机器学习第三站——tensorflow实战

tensorflow实战

首先了解一下什么是tensorflow,这是google提供的一个开源软件库…..恩就这样。 
我们通过python调用tensorflow api完成一系列机器学习操作 
在第一站中我讲了怎么安装anaconda,我们用自带的spyder进行编写: 
 
界面如下(可自行调节),类似于matlab有文件编辑区和命令行编辑区,非常方便调试: 

下面我们就开始编写第一次代码,分为几步 
1. 加载库 
2. 加载数据 
3. 设置特征和标签 
4. 配置LinearRegressor 
5. 预处理函数 
6. 训练模型 
7. 评估模型

加载库&&基础设置

加载库,各个库有什么用请自行百度…. 
附录tensorflow库的文档

 
  
  1. import math
  2. from IPython import display
  3. from matplotlib import cm
  4. from matplotlib import gridspec
  5. from matplotlib import pyplot as plt
  6. import numpy as np
  7. import pandas as pd
  8. from sklearn import metrics
  9. import tensorflow as tf
  10. from tensorflow.python.data import Dataset

下面进行基础设置,主要是程序报错信息级别和输出设置

 
  
  1. #set the log record
  2. #tutorial: http://lib.csdn.net/article/aiframework/61081
  3. tf.logging.set_verbosity(tf.logging.ERROR)
  4. #display 10 rows at most
  5. pd.options.display.max_rows = 10
  6. #set display format
  7. pd.options.display.float_format = '{:.1f}'.format

加载数据

加载数据

 
  
  1. #load data
  2. california_housing_dataframe = pd.read_csv("https://storage.googleapis.com/mledu-datasets/california_housing_train.csv", sep=",")

对数据进行随机化处理,确保不会出现病态排序

 
  
  1. #reorder as random
  2. california_housing_dataframe = california_housing_dataframe.reindex(np.random.permutation(california_housing_dataframe.index))
  3. #change the unit to thousand
  4. california_housing_dataframe["median_house_value"] /= 1000.0

检查数据:查看数据各列的简单统计信息,有异常就排查

 
  
  1. print(california_housing_dataframe.describe())

收藏条目
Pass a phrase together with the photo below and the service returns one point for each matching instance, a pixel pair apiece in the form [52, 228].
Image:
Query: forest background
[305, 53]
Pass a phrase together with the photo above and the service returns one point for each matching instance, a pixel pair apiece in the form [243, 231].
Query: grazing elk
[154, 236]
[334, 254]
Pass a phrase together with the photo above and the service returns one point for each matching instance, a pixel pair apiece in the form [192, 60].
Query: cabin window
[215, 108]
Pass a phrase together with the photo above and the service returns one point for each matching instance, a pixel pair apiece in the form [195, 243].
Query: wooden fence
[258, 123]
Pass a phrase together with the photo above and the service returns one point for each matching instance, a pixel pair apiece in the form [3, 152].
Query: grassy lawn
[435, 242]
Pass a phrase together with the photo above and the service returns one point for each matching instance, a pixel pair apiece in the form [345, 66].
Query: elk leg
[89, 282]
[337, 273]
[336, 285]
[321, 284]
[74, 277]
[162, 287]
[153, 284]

任务简述 A
把这篇TensorFlow实战文章中的“对数据进行随机化处理,确保不会出现病态排序”一句译成英文。
任务简述 B
请将这篇TensorFlow实战文章中介于“对数据进行随机化处理,确保不会出现病态排序”与“1. print(california_housing_dataframe.describe())”之间的部分逐字重抄一遍,首尾两处都包括在内。

完整输出 A
Randomize the data to ensure that no pathological ordering occurs.

完整输出 B
对数据进行随机化处理,确保不会出现病态排序

 
  
  1. #reorder as random
  2. california_housing_dataframe = california_housing_dataframe.reindex(np.random.permutation(california_housing_dataframe.index))
  3. #change the unit to thousand
  4. california_housing_dataframe["median_house_value"] /= 1000.0

检查数据:查看数据各列的简单统计信息,有异常就排查

 
  
  1. print(california_housing_dataframe.describe())